▶ [WRITTEN TASK]
Repeat the data below exactly, dropping any pictures it holds.

# start of RECORDS PROVIDED

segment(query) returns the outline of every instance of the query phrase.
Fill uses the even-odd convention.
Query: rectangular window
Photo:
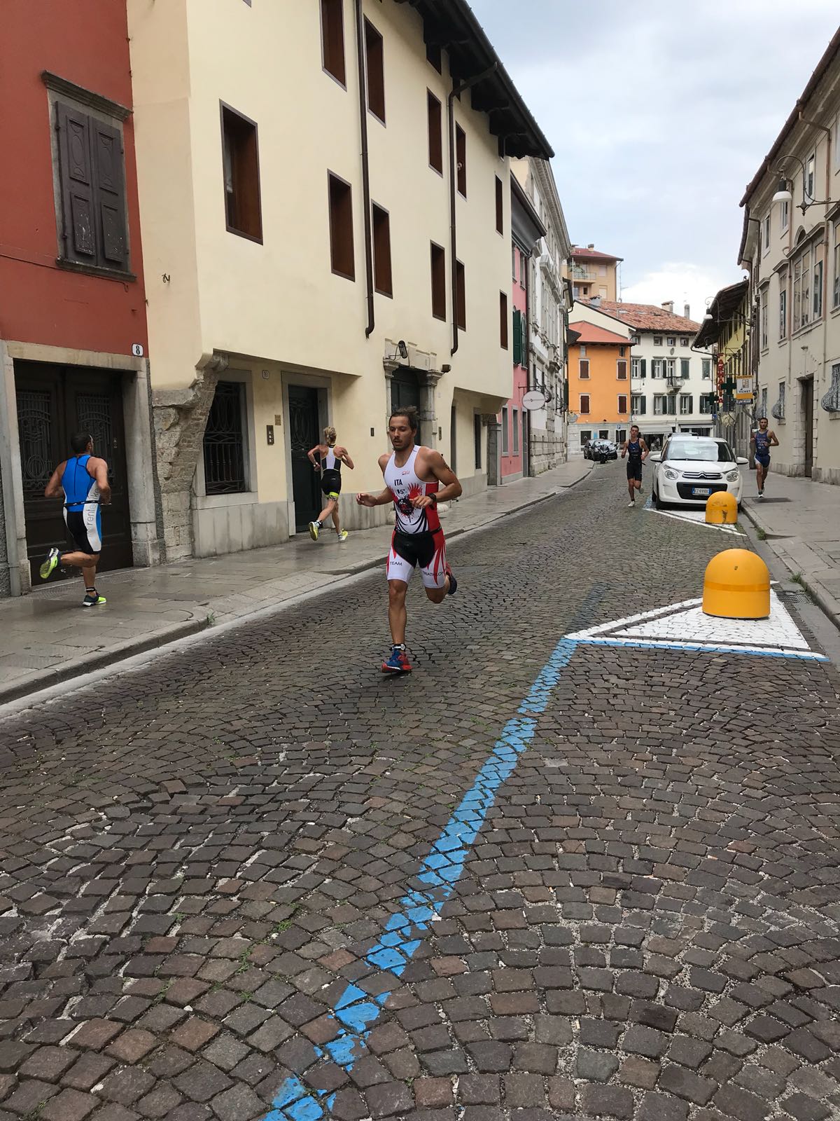
[[[760,311],[759,311],[759,323],[762,332],[762,350],[767,350],[769,345],[769,333],[767,331],[767,300],[769,298],[769,290],[767,288],[762,289],[760,296]]]
[[[256,126],[222,105],[225,214],[230,233],[262,241]]]
[[[324,70],[346,86],[344,0],[320,0],[320,53]]]
[[[382,36],[365,19],[365,61],[367,63],[367,108],[385,123],[385,52]]]
[[[435,94],[428,90],[426,100],[429,113],[429,167],[433,167],[440,175],[444,174],[444,136],[440,102]]]
[[[458,166],[458,192],[467,197],[467,133],[455,126],[455,160]]]
[[[464,266],[460,261],[455,263],[455,313],[456,322],[460,331],[467,330],[467,282],[464,277]]]
[[[391,219],[388,211],[373,204],[373,285],[383,296],[393,296],[391,276]]]
[[[811,286],[812,318],[822,318],[822,281],[823,281],[823,258],[825,256],[825,242],[821,241],[814,247],[814,271]]]
[[[446,253],[431,242],[431,314],[446,319]]]
[[[129,271],[122,129],[56,102],[63,261]]]
[[[349,183],[332,172],[329,180],[329,253],[333,271],[347,280],[356,279],[353,253],[353,193]]]
[[[218,381],[204,429],[206,494],[240,494],[248,490],[243,414],[245,387]]]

# end of RECORDS PROVIDED

▶ [RESPONSE FOR THIS EXERCISE]
segment(query) returns the outline of every instance of the query phrase.
Fill uses the even-odd convention.
Query: rectangular window
Photo:
[[[760,311],[759,311],[759,323],[762,332],[762,350],[767,350],[769,345],[769,333],[767,331],[767,300],[769,298],[769,290],[767,288],[762,289],[760,296]]]
[[[256,126],[222,105],[225,214],[230,233],[262,241]]]
[[[324,70],[346,86],[344,0],[320,0],[320,53]]]
[[[382,36],[365,19],[365,61],[367,63],[367,108],[385,123],[385,52]]]
[[[435,94],[428,90],[426,100],[429,113],[429,167],[433,167],[440,175],[444,174],[444,136],[440,102]]]
[[[458,166],[458,192],[467,197],[467,133],[455,126],[455,160]]]
[[[464,266],[460,261],[455,263],[455,313],[456,322],[460,331],[467,330],[467,282],[464,277]]]
[[[391,219],[388,211],[373,204],[373,285],[383,296],[393,296],[391,276]]]
[[[811,286],[812,318],[822,318],[822,281],[823,281],[823,258],[825,256],[825,242],[821,241],[814,247],[814,271]]]
[[[446,253],[431,242],[431,314],[446,319]]]
[[[129,271],[122,129],[56,102],[63,261]]]
[[[349,183],[332,172],[329,180],[329,253],[333,271],[347,280],[356,279],[353,253],[353,193]]]
[[[218,381],[204,429],[206,494],[240,494],[248,490],[243,414],[245,387]]]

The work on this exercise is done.